» **To-do list**:
1. In the UnivNet documentation excerpt, what is the default sampling rate of UnivNetFeatureExtractor?
2. Pick up the UnivNet documentation excerpt after its last parameter entry, and add the next few parameter descriptions in the same format.

** start Excerpted passage **

This is the configuration class to store the configuration of a UnivNetModel. It is used to instantiate a UnivNet vocoder model according to the specified arguments, defining the model architecture. Instantiating a configuration with the defaults will yield a similar configuration to that of the UnivNet dg845/univnet-dev architecture, which corresponds to the ‘c32’ architecture in maum-ai/univnet.

Configuration objects inherit from PretrainedConfig and can be used to control the model outputs. Read the documentation from PretrainedConfig for more information.

Example:

>>> from transformers import UnivNetModel, UnivNetConfig

>>> # Initializing a Tortoise TTS style configuration
>>> configuration = UnivNetConfig()

>>> # Initializing a model (with random weights) from the Tortoise TTS style configuration
>>> model = UnivNetModel(configuration)

>>> # Accessing the model configuration
>>> configuration = model.config

UnivNetFeatureExtractor

class transformers.UnivNetFeatureExtractor

< source >

( feature_size: int = 1 sampling_rate: int = 24000 padding_value: float = 0.0 do_normalize: bool = False num_mel_bins: int = 100 hop_length: int = 256 win_length: int = 1024 win_function: str = 'hann_window' filter_length: Optional = 1024 max_length_s: int = 10 fmin: float = 0.0 fmax: Optional = None mel_floor: float = 1e-09 center: bool = False compression_factor: float = 1.0 compression_clip_val: float = 1e-05 normalize_min: float = -11.512925148010254 normalize_max: float = 2.3143386840820312 model_in_channels: int = 64 pad_end_length: int = 10 return_attention_mask = True **kwargs )

Parameters

feature_size (int, optional, defaults to 1) — The feature dimension of the extracted features.
sampling_rate (int, optional, defaults to 24000) — The sampling rate at which the audio files should be digitalized expressed in hertz (Hz).
padding_value (float, optional, defaults to 0.0) — The value to pad with when applying the padding strategy defined by the padding argument to UnivNetFeatureExtractor.call(). Should correspond to audio silence. The pad_end argument to __call__ will also use this padding value.
do_normalize (bool, optional, defaults to False) — Whether to perform Tacotron 2 normalization on the input. Normalizing can help to significantly improve the performance for some models.

** end Excerpted passage **
** start Records supplied **

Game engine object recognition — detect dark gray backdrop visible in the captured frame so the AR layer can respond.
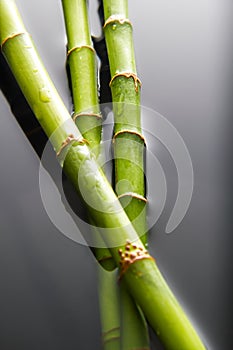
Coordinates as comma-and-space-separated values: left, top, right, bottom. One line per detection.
0, 0, 233, 350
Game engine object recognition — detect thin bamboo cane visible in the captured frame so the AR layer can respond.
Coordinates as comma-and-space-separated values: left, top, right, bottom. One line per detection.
62, 0, 116, 270
0, 0, 205, 350
95, 0, 149, 350
104, 1, 150, 350
62, 0, 120, 350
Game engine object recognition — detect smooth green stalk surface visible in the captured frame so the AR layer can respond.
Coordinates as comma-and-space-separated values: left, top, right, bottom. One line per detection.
62, 0, 101, 155
62, 0, 116, 270
104, 1, 150, 350
62, 0, 120, 350
98, 266, 122, 350
0, 0, 205, 350
104, 0, 147, 243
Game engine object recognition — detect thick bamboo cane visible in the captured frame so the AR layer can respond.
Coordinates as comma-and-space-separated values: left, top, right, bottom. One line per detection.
62, 0, 120, 350
0, 0, 205, 350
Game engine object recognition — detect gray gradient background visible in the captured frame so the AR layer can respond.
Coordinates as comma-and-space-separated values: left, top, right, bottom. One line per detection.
0, 0, 233, 350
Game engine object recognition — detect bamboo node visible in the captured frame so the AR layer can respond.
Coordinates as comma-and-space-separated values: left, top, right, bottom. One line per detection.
72, 112, 102, 122
118, 242, 154, 280
103, 15, 132, 29
1, 32, 30, 49
109, 72, 142, 92
56, 134, 88, 157
112, 129, 146, 145
118, 192, 147, 203
66, 45, 95, 60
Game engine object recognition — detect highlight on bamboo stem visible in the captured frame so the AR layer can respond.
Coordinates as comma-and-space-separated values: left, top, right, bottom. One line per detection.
103, 1, 149, 350
62, 0, 120, 350
62, 0, 116, 270
0, 0, 208, 350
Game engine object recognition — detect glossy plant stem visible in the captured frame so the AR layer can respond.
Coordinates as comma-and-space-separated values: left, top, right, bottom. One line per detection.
62, 0, 116, 270
104, 1, 150, 350
62, 0, 120, 350
0, 0, 205, 350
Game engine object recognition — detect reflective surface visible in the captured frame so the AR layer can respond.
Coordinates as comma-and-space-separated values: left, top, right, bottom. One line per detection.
0, 0, 233, 350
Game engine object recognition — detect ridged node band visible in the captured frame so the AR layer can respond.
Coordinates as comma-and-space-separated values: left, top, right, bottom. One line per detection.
72, 112, 102, 122
118, 240, 154, 280
109, 72, 142, 92
1, 32, 30, 50
56, 134, 88, 157
103, 15, 132, 29
112, 129, 146, 146
117, 192, 147, 203
66, 45, 95, 60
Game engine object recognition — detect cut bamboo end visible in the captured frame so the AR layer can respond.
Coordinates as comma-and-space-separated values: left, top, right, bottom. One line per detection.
66, 45, 96, 60
103, 15, 133, 29
72, 112, 102, 122
118, 241, 155, 281
112, 129, 146, 146
109, 72, 142, 92
56, 134, 89, 157
1, 32, 30, 50
117, 192, 147, 203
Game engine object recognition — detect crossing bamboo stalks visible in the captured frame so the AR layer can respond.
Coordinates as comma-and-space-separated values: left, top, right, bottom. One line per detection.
62, 0, 116, 270
0, 0, 205, 350
62, 0, 120, 350
104, 1, 149, 350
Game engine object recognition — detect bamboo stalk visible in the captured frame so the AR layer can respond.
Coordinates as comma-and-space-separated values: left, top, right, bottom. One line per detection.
92, 1, 149, 350
0, 0, 205, 350
101, 1, 150, 350
62, 0, 120, 350
62, 0, 116, 270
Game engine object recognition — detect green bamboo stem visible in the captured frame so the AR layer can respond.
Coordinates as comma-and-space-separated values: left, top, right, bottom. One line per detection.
62, 0, 116, 270
98, 266, 122, 350
104, 1, 150, 350
0, 0, 205, 350
62, 0, 120, 350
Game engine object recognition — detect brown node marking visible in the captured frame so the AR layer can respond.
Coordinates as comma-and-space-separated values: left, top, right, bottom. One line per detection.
118, 192, 147, 203
103, 15, 132, 29
112, 129, 146, 145
109, 72, 142, 92
118, 241, 154, 280
1, 32, 30, 49
67, 45, 95, 59
72, 112, 102, 122
57, 134, 88, 157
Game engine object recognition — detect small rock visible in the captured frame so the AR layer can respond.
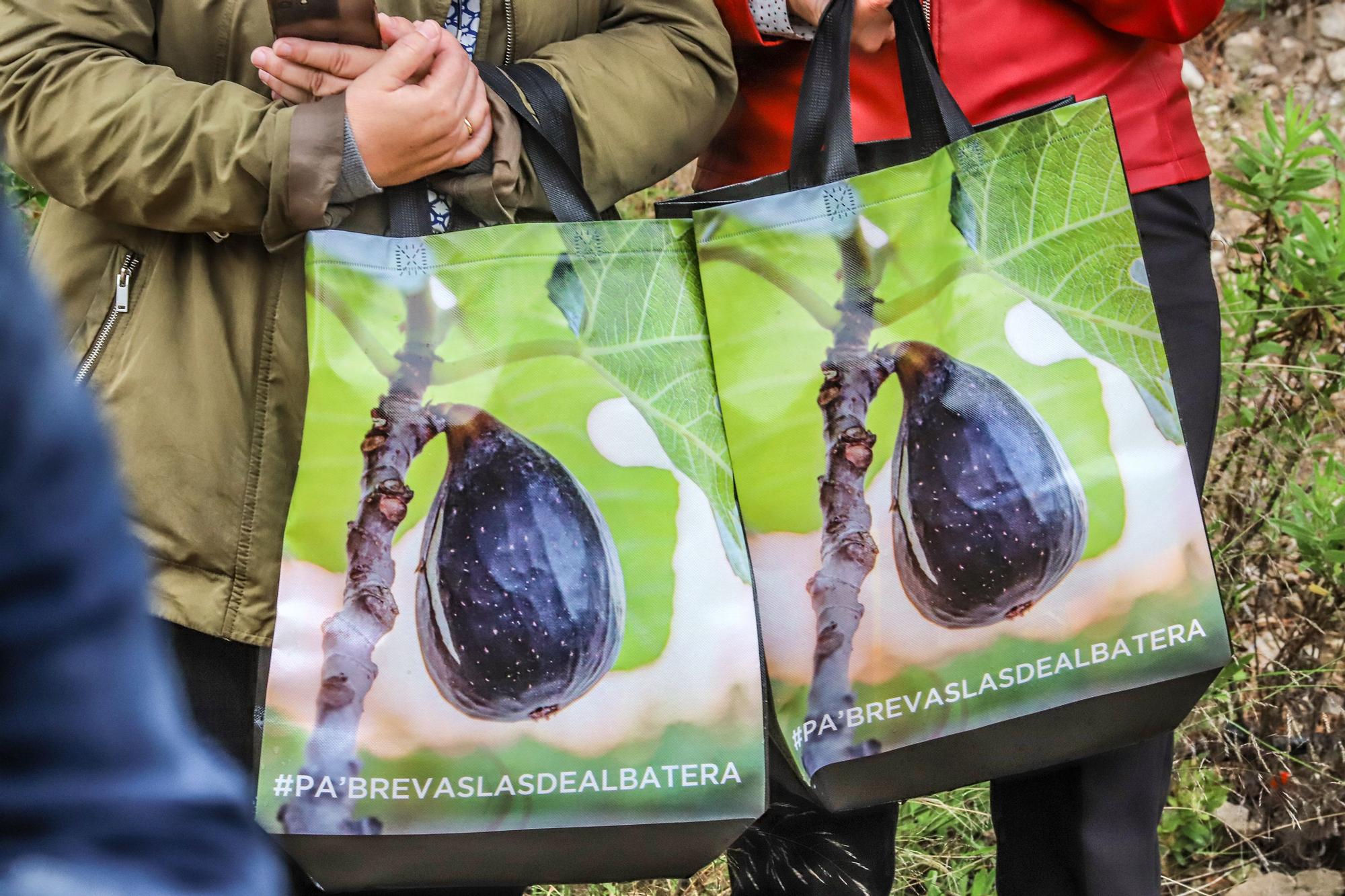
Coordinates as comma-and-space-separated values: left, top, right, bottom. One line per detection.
1215, 803, 1256, 837
1301, 56, 1326, 87
1224, 28, 1264, 73
1224, 208, 1260, 239
1271, 38, 1307, 70
1294, 868, 1345, 896
1326, 50, 1345, 83
1227, 872, 1298, 896
1181, 59, 1205, 91
1317, 3, 1345, 42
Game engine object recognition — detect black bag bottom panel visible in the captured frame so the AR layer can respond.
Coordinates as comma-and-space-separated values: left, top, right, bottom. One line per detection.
812, 669, 1220, 811
276, 818, 755, 893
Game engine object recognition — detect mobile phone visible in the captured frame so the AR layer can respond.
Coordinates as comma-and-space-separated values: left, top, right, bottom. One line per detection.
268, 0, 383, 48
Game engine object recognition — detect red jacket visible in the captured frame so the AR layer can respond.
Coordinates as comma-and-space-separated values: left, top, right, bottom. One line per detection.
697, 0, 1223, 192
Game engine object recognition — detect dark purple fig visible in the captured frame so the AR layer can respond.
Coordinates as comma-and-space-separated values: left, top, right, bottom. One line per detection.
890, 341, 1088, 628
416, 405, 625, 721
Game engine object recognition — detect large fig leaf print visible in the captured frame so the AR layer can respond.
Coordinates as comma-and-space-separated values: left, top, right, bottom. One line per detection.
547, 220, 751, 581
950, 98, 1182, 444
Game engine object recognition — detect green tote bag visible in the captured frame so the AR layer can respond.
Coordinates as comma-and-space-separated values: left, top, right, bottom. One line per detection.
660, 0, 1229, 810
257, 67, 765, 891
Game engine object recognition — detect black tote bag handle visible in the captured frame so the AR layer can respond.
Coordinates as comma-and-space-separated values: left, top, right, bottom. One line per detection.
790, 0, 972, 190
476, 63, 601, 222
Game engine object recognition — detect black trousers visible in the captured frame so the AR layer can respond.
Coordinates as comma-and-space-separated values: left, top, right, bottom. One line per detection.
729, 179, 1220, 896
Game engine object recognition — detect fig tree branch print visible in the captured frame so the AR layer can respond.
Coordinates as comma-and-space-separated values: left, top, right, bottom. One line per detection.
280, 289, 448, 834
701, 195, 1087, 776
803, 227, 892, 775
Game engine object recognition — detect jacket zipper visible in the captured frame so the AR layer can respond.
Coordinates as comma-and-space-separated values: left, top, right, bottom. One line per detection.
75, 251, 141, 382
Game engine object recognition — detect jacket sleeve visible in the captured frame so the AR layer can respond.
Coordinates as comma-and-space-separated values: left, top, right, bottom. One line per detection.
0, 0, 344, 247
519, 0, 737, 208
1075, 0, 1224, 43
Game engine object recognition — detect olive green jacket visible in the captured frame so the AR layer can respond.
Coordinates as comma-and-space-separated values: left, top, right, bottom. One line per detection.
0, 0, 736, 645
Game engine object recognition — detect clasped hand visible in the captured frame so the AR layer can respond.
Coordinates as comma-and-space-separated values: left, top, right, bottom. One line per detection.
252, 15, 491, 187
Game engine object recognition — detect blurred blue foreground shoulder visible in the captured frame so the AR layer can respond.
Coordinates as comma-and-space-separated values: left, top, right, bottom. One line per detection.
0, 214, 280, 896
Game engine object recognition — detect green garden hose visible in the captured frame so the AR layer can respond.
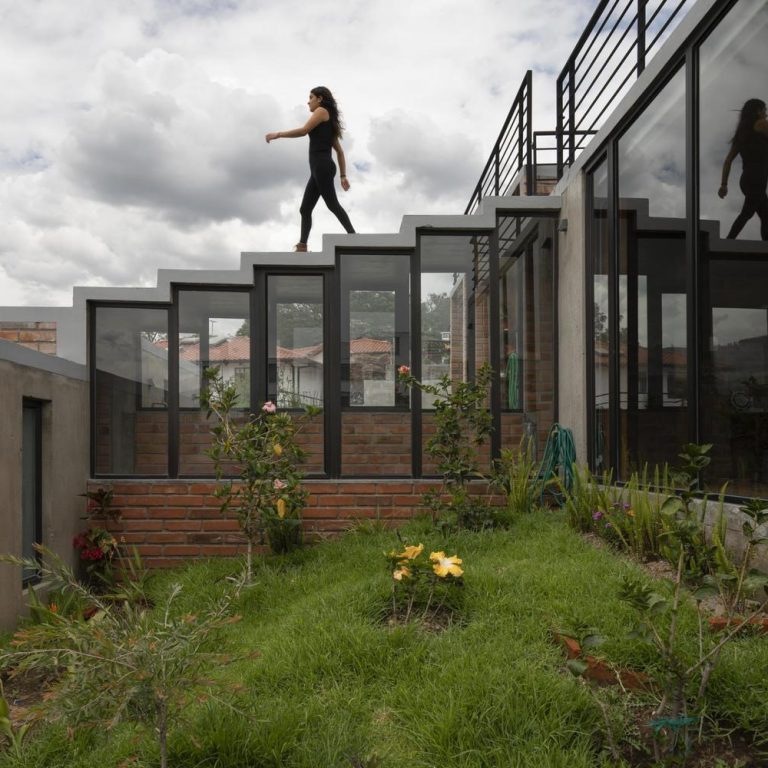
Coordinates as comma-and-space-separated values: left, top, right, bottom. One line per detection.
539, 424, 576, 504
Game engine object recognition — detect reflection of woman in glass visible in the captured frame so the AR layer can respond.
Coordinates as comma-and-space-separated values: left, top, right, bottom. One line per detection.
717, 99, 768, 240
266, 86, 355, 253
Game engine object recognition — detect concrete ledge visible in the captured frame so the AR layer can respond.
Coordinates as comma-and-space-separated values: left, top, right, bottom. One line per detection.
0, 340, 88, 381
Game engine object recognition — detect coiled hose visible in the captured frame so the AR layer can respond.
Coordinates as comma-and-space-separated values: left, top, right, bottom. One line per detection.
539, 424, 576, 506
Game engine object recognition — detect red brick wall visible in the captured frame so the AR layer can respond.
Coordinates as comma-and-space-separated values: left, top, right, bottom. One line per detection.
421, 411, 491, 475
94, 480, 501, 568
0, 320, 56, 355
179, 411, 324, 475
341, 411, 411, 476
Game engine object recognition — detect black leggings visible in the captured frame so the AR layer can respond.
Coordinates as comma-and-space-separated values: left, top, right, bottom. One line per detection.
727, 179, 768, 240
299, 153, 355, 243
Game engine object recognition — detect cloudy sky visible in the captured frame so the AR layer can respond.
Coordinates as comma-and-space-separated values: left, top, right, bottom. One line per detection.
0, 0, 595, 305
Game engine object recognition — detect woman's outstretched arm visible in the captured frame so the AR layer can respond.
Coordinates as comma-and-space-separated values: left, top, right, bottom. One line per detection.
717, 147, 739, 197
333, 139, 349, 192
264, 107, 330, 144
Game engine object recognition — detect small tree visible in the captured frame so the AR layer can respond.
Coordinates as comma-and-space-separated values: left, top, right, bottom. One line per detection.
0, 547, 244, 768
398, 365, 496, 528
201, 368, 320, 581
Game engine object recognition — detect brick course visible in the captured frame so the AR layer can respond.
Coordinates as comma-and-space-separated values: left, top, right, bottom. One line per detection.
94, 480, 502, 568
0, 320, 56, 355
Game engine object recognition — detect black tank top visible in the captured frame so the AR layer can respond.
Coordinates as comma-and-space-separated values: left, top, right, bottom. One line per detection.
309, 120, 336, 154
739, 131, 768, 192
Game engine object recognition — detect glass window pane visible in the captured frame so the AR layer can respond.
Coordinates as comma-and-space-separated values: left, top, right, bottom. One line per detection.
699, 0, 768, 497
340, 253, 411, 476
179, 290, 251, 475
267, 275, 323, 408
588, 160, 611, 472
618, 69, 688, 478
93, 307, 168, 475
267, 275, 325, 473
21, 403, 43, 582
498, 216, 554, 453
699, 0, 768, 243
419, 234, 490, 475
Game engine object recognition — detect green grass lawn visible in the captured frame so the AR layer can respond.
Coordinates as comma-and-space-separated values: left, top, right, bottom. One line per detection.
0, 513, 768, 768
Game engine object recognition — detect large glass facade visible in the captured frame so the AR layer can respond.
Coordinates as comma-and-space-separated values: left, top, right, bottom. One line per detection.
587, 160, 612, 472
616, 69, 688, 478
92, 306, 168, 476
177, 290, 251, 475
267, 275, 325, 474
498, 216, 555, 455
339, 253, 411, 477
419, 233, 491, 475
699, 0, 768, 497
699, 0, 768, 243
21, 400, 43, 584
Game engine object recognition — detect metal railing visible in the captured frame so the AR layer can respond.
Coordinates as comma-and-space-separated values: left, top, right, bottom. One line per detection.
464, 0, 696, 214
557, 0, 695, 177
464, 69, 533, 215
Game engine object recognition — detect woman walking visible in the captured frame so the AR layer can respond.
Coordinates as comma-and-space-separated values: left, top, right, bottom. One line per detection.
265, 86, 355, 253
717, 99, 768, 240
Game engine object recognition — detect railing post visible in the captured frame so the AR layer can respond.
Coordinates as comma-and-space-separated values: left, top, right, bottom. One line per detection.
525, 69, 536, 195
516, 93, 529, 194
568, 62, 576, 165
555, 77, 565, 181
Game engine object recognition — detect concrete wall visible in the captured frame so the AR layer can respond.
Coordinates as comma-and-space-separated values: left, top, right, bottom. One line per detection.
0, 341, 88, 629
557, 173, 588, 463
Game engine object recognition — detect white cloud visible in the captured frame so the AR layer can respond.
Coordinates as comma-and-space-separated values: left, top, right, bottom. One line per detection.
0, 0, 593, 304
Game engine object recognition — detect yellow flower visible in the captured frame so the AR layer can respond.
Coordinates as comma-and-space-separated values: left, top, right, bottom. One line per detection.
429, 552, 464, 579
392, 566, 411, 581
393, 544, 424, 560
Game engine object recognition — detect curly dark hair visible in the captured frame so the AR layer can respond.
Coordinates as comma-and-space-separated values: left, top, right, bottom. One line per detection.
731, 99, 765, 149
310, 85, 344, 139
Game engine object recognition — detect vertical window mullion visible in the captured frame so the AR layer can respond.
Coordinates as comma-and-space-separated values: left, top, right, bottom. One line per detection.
168, 287, 179, 477
606, 140, 621, 480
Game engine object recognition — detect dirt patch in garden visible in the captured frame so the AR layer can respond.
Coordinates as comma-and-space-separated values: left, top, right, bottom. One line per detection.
0, 673, 49, 730
384, 606, 461, 632
621, 707, 768, 768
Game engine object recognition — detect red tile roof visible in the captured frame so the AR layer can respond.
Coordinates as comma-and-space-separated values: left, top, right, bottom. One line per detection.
172, 336, 392, 362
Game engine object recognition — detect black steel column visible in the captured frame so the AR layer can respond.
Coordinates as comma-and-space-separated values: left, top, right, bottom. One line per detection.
251, 269, 269, 413
606, 140, 621, 480
323, 268, 342, 477
637, 0, 648, 77
488, 225, 501, 460
168, 286, 179, 477
411, 237, 422, 477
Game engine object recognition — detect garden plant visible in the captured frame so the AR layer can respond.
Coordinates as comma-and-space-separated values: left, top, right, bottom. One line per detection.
0, 511, 768, 768
0, 548, 244, 768
201, 367, 321, 579
387, 544, 464, 627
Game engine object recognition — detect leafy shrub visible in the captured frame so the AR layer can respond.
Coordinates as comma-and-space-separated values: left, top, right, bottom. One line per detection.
201, 368, 320, 579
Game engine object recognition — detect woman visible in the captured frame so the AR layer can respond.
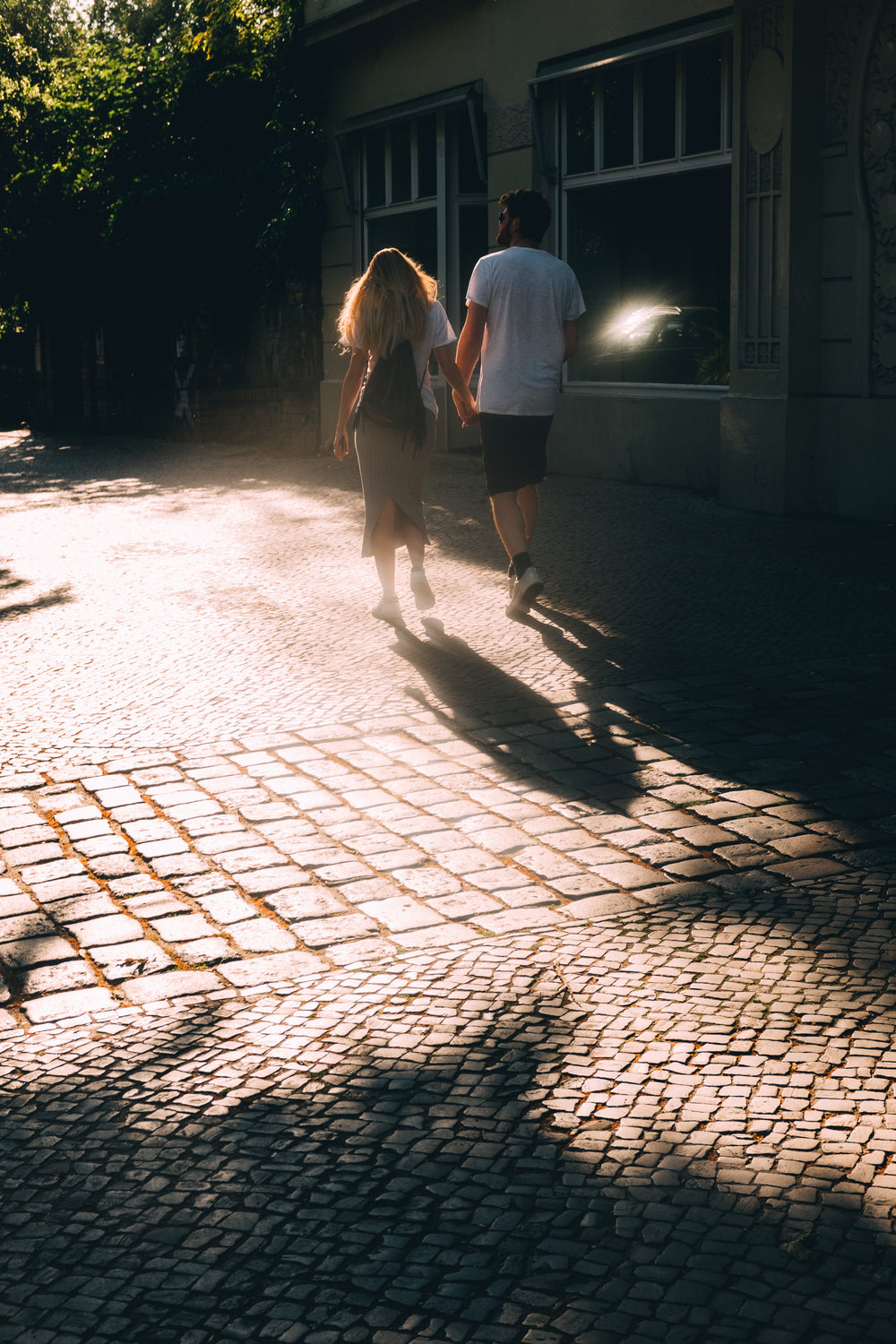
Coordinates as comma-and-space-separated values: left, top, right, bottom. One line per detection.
333, 247, 476, 625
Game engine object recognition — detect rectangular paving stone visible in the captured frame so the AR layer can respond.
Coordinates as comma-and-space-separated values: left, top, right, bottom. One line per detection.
197, 892, 258, 925
191, 817, 258, 857
595, 863, 665, 892
239, 865, 312, 897
497, 883, 562, 910
264, 887, 347, 921
124, 892, 191, 919
56, 808, 116, 840
326, 938, 395, 967
121, 970, 221, 1004
551, 873, 614, 900
439, 849, 504, 878
0, 812, 57, 849
219, 952, 325, 988
4, 838, 63, 866
291, 914, 379, 948
512, 844, 582, 878
20, 957, 97, 999
425, 892, 503, 919
108, 873, 165, 897
65, 914, 142, 948
721, 789, 788, 808
177, 935, 239, 969
149, 854, 208, 878
149, 914, 218, 943
49, 892, 121, 924
560, 892, 642, 919
227, 916, 296, 952
0, 910, 56, 943
337, 878, 402, 905
0, 882, 39, 919
723, 817, 802, 844
385, 865, 461, 900
358, 897, 444, 933
22, 988, 116, 1024
767, 857, 850, 882
389, 921, 482, 956
169, 871, 237, 898
662, 859, 726, 878
215, 846, 283, 874
769, 835, 844, 859
472, 906, 562, 933
637, 882, 713, 906
30, 868, 99, 905
73, 835, 129, 859
90, 938, 175, 984
0, 937, 73, 968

** end Records supplied **

» **Outputs for the tasks**:
1. 24000 Hz

2.
num_mel_bins (int, optional, defaults to 100) — The number of mel-frequency bins in the extracted spectrogram features. This should match UnivNetModel.config.num_mel_bins.
hop_length (int, optional, defaults to 256) — The direct number of samples between sliding windows. Otherwise referred to as “shift” in many papers. Note that this is different from other audio feature extractors such as SpeechT5FeatureExtractor which take the hop_length in ms.
win_length (int, optional, defaults to 1024) — The direct number of samples for each sliding window. Note that this is different from other audio feature extractors such as SpeechT5FeatureExtractor which take the win_length in ms.
win_function (str, optional, defaults to "hann_window") — Name for the window function used for windowing, must be accessible via torch.{win_function}
filter_length (int, optional, defaults to 1024) — The number of FFT components to use. If None, this is determined using transformers.audio_utils.optimal_fft_length.
max_length_s (int, optional, defaults to 10) — The maximum input lenght of the model in seconds. This is used to pad the audio.
fmin (float, optional, defaults to 0.0) — Minimum mel frequency in Hz.
fmax (float, optional) — Maximum mel frequency in Hz. If not set, defaults to sampling_rate / 2.
mel_floor (float, optional, defaults to 1e-09) — Minimum value of mel frequency banks. Note that the way UnivNetFeatureExtractor uses mel_floor is different than in transformers.audio_utils.spectrogram().
center (bool, optional, defaults to False) — Whether to pad the waveform so that frame t is centered around time t * hop_length. If False, frame t will start at time t * hop_length.
compression_factor (float, optional, defaults to 1.0) — The multiplicative compression factor for dynamic range compression during spectral normalization.
compression_clip_val (float, optional, defaults to 1e-05) — The clip value applied to the waveform before applying dynamic range compression during spectral normalization.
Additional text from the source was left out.